Problem statement:
Search the entries below for the word "molding" and copy every line where it appears.

[[ Record extracts open ]]

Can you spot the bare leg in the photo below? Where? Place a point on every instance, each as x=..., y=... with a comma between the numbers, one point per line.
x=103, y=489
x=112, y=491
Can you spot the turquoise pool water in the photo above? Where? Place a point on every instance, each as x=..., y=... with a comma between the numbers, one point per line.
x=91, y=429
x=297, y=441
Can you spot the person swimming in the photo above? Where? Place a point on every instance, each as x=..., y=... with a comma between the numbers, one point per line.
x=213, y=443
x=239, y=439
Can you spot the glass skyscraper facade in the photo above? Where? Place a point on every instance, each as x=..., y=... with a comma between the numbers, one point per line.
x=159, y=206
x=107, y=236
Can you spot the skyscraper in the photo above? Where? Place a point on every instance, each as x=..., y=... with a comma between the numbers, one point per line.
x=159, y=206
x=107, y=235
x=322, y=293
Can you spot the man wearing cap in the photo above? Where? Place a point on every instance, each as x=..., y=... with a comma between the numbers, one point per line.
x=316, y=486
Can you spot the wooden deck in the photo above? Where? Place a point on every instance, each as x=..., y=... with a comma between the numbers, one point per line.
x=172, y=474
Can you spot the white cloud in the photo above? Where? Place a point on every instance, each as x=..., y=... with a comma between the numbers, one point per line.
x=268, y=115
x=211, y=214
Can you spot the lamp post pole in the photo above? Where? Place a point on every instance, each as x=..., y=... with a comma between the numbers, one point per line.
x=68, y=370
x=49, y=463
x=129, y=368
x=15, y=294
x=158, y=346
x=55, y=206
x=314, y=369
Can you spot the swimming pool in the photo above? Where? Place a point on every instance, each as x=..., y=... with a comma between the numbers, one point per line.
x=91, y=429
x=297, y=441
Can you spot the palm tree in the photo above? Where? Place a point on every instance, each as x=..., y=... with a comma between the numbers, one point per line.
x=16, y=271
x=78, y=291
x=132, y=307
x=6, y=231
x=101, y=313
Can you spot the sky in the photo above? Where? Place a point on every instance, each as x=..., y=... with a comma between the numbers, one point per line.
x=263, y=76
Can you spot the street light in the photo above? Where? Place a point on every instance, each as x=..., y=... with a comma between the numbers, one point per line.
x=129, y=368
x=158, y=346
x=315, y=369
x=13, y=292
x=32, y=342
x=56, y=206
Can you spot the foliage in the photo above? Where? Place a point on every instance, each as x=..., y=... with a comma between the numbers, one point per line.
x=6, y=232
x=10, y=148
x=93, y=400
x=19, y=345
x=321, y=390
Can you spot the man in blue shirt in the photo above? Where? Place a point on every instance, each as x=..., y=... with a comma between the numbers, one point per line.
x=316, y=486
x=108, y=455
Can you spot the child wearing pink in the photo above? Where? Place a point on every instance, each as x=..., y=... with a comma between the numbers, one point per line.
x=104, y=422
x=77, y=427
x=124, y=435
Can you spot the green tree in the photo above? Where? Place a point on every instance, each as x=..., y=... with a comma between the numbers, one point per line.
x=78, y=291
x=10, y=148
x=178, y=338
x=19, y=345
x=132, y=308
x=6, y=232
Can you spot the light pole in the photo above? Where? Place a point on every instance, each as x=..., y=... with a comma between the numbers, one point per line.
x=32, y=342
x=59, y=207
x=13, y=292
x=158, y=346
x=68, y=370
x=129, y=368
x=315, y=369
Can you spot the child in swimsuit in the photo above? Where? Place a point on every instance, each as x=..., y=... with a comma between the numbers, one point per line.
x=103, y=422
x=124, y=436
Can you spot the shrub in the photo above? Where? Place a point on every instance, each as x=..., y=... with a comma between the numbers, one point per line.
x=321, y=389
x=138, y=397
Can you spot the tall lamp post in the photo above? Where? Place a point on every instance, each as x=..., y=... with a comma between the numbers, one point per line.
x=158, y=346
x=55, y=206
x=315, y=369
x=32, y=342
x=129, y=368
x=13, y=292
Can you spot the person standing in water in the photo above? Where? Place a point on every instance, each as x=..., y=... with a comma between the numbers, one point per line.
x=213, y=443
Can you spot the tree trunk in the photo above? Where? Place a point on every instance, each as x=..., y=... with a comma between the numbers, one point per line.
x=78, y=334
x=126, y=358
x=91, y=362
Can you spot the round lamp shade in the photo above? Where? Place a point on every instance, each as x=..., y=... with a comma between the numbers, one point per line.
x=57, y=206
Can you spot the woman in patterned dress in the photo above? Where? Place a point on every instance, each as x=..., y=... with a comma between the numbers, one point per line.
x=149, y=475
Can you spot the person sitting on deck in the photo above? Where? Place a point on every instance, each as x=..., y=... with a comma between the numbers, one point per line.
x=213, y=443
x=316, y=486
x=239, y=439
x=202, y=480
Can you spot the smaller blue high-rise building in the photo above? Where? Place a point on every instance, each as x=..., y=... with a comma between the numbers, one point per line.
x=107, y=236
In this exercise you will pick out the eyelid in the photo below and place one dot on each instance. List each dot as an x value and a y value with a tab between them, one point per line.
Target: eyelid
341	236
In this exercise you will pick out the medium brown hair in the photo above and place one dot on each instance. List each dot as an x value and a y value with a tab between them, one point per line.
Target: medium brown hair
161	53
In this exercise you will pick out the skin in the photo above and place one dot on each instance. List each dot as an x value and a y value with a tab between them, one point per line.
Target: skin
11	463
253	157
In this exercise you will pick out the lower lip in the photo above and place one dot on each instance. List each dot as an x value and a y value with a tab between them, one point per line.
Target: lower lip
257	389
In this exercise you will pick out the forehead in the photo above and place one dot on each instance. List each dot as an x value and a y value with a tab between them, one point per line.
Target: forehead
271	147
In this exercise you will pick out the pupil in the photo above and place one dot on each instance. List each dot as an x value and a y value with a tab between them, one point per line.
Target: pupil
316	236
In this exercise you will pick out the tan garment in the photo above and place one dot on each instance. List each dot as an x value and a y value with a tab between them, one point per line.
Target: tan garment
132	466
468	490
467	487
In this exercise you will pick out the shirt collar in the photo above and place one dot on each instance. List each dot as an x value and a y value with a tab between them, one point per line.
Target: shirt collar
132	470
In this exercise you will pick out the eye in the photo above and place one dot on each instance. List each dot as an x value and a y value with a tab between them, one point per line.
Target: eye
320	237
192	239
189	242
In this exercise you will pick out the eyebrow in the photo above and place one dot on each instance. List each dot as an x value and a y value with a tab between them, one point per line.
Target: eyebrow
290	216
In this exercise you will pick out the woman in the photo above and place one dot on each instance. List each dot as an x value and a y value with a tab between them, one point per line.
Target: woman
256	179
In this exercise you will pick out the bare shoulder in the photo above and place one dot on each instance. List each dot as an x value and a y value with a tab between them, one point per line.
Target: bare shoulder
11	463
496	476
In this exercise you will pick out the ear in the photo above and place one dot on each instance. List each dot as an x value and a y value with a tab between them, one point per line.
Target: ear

[[ Record extracts closed ]]
[[ Record extracts open ]]

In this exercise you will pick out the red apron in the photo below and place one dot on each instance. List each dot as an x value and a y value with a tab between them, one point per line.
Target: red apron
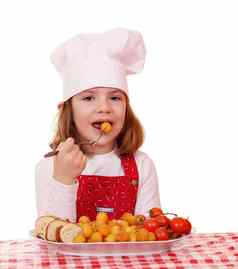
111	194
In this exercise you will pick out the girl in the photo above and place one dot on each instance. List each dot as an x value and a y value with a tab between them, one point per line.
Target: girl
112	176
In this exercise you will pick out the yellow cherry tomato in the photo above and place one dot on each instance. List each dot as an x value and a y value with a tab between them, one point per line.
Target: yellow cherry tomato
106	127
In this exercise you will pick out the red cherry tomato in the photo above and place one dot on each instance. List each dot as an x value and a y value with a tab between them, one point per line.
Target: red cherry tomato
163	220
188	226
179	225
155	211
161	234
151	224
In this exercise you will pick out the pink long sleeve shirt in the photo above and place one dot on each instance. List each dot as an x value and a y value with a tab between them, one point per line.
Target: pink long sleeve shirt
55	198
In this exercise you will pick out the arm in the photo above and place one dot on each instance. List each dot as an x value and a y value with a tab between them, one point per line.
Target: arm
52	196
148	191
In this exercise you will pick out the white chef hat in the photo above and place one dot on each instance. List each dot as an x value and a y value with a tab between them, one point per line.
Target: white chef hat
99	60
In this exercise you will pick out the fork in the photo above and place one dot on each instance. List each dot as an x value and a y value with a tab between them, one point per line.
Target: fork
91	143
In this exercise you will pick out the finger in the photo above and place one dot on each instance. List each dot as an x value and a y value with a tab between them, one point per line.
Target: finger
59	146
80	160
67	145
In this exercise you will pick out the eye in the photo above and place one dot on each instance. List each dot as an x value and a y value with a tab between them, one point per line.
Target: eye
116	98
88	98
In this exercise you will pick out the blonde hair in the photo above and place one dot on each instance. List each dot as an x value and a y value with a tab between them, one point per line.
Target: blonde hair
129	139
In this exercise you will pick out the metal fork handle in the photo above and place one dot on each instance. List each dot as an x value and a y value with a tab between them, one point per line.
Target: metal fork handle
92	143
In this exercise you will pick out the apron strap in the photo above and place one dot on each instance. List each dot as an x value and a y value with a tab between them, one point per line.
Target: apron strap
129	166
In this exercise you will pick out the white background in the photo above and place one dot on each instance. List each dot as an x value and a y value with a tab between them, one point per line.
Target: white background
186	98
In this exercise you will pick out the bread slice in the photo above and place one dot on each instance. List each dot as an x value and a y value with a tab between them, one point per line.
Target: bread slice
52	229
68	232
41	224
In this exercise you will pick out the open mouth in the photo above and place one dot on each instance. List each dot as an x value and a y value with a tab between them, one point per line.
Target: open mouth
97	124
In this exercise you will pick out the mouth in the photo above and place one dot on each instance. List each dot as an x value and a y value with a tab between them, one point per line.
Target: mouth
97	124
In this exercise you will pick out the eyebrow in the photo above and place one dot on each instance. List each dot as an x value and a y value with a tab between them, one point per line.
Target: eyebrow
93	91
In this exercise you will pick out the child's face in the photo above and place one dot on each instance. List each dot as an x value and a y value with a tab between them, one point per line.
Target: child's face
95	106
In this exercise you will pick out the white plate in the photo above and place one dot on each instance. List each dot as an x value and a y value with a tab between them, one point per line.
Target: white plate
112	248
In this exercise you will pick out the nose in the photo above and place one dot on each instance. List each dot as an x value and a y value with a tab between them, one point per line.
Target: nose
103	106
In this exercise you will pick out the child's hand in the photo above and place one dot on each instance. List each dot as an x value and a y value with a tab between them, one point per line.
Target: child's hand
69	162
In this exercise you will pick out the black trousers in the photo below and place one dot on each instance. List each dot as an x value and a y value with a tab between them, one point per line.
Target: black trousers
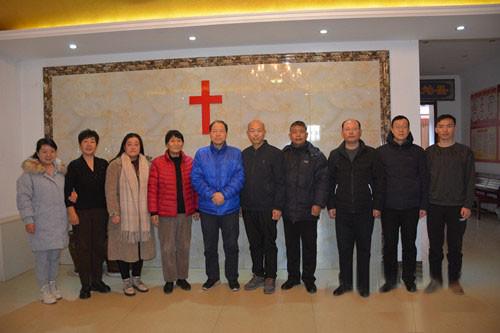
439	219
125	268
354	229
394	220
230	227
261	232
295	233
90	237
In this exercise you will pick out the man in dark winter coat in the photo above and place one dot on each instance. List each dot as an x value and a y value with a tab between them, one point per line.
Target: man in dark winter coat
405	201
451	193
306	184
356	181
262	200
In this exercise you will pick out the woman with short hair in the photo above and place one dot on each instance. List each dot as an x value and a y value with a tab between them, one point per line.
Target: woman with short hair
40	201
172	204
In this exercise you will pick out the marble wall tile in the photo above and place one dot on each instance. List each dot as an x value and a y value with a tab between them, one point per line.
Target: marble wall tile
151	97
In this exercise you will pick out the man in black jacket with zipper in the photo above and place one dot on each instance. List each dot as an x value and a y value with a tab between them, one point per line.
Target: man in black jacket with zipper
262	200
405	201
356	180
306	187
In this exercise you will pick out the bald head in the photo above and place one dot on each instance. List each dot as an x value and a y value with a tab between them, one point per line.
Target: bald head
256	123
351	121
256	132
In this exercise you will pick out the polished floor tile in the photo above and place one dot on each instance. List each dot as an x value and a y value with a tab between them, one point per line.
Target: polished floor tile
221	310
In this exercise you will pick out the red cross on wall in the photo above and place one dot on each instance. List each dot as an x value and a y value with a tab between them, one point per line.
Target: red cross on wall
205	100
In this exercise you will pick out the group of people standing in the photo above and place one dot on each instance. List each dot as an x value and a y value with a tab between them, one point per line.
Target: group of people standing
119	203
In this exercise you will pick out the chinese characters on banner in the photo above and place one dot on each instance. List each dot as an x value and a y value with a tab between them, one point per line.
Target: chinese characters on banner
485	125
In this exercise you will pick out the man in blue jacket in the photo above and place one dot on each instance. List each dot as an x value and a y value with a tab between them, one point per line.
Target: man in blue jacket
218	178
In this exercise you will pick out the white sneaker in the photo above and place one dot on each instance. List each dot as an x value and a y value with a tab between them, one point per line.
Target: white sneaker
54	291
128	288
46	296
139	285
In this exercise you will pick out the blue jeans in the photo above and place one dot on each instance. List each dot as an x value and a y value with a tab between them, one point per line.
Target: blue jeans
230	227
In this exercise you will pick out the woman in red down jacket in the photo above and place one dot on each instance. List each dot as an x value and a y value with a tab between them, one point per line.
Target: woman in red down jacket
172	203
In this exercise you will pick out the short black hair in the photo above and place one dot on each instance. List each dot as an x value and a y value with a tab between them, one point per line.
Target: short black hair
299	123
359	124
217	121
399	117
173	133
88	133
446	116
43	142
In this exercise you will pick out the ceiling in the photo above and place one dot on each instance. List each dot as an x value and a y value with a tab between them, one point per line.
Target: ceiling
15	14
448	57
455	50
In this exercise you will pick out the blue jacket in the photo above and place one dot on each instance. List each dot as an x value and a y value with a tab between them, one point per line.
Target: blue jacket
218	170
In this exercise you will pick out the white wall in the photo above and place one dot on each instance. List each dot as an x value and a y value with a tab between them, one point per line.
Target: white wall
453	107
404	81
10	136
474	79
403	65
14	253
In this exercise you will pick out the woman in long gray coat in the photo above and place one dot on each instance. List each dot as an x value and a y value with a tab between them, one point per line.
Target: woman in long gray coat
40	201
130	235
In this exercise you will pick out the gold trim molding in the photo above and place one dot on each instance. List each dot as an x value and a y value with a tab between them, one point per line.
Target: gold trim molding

[[ Record extracts closed ]]
[[ Record extracts open ]]

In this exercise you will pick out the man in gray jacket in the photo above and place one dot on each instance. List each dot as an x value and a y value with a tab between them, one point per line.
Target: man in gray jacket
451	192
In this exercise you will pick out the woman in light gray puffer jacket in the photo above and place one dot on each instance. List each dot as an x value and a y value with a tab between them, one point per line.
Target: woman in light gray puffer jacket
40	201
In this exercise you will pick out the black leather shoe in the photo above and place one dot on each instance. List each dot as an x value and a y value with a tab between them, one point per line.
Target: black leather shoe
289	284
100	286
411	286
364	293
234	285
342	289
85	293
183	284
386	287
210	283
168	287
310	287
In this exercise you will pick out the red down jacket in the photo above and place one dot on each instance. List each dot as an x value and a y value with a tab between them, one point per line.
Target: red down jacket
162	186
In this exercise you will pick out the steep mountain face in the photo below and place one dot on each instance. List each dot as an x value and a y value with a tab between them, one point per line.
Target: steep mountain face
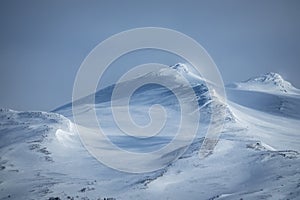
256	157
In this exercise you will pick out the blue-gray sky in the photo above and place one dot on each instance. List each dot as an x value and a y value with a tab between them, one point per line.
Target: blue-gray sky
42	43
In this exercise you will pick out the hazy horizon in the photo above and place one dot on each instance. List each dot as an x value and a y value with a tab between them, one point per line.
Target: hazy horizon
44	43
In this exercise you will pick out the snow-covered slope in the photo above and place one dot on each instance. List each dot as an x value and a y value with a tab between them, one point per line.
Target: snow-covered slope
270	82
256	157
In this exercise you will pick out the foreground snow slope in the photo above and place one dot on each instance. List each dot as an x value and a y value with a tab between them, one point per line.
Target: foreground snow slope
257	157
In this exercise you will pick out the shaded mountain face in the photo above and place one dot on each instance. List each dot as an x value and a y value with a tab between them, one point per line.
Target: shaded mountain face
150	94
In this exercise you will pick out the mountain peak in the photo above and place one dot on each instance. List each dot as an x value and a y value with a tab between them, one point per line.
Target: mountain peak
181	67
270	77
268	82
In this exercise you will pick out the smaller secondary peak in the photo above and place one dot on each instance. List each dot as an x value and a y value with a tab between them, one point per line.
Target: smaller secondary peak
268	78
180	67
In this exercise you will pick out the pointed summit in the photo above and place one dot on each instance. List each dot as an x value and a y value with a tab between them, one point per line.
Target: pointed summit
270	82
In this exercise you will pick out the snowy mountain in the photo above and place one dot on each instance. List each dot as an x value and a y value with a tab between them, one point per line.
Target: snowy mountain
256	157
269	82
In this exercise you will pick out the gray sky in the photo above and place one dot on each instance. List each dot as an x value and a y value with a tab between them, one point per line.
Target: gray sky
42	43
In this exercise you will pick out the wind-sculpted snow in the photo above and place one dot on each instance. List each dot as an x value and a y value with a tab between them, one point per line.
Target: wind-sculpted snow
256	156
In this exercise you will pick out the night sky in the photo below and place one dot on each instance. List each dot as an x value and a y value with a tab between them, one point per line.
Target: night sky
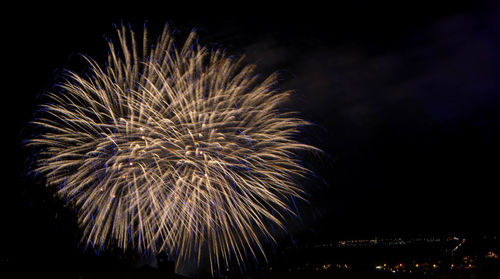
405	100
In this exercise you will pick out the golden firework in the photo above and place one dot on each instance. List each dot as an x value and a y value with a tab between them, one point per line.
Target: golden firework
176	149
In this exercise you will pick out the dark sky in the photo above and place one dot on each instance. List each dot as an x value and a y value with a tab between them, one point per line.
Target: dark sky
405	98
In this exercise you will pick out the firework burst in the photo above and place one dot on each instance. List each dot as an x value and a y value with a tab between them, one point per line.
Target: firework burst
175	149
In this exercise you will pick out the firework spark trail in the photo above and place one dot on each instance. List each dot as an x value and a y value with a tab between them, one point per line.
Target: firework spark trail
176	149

[[ Record extracts closed ]]

Result of this task:
In this exercise you will pick out the gold trim molding in the photo above and place one dot on each instance. List each dot as an x value and a y value with a tab between them, one point per line.
Target: gold trim molding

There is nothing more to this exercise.